Excertos de um conjunto de dados de anotação de localização
● ● ● ● ●

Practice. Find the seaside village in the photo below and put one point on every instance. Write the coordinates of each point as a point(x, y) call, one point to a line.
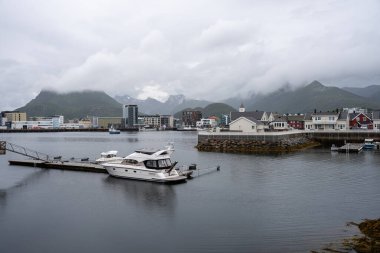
point(238, 121)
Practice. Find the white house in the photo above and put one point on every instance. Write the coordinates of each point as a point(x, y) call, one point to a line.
point(247, 125)
point(326, 121)
point(206, 123)
point(279, 124)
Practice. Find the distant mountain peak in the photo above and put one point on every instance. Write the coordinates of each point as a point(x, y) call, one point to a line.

● ● ● ● ●

- PROBLEMA PROPOSTO -
Organize as linhas acima em uma lista numerada, omitindo as linhas em branco. Deixe as imagens fora da resposta.

- RESULTADO DA TAREFA -
1. Practice. Find the seaside village in the photo below and put one point on every instance. Write the coordinates of each point as a point(x, y) call, one point to a line.
2. point(238, 121)
3. Practice. Find the white house in the photo above and put one point on every instance. Write the coordinates of each point as a point(x, y) call, one point to a line.
4. point(247, 125)
5. point(326, 121)
6. point(206, 123)
7. point(279, 124)
8. Practice. Find the distant mountain peak in the photo above and put one point on every instance. Write the coordinates of each point as a point(x, y) call, one point to a line.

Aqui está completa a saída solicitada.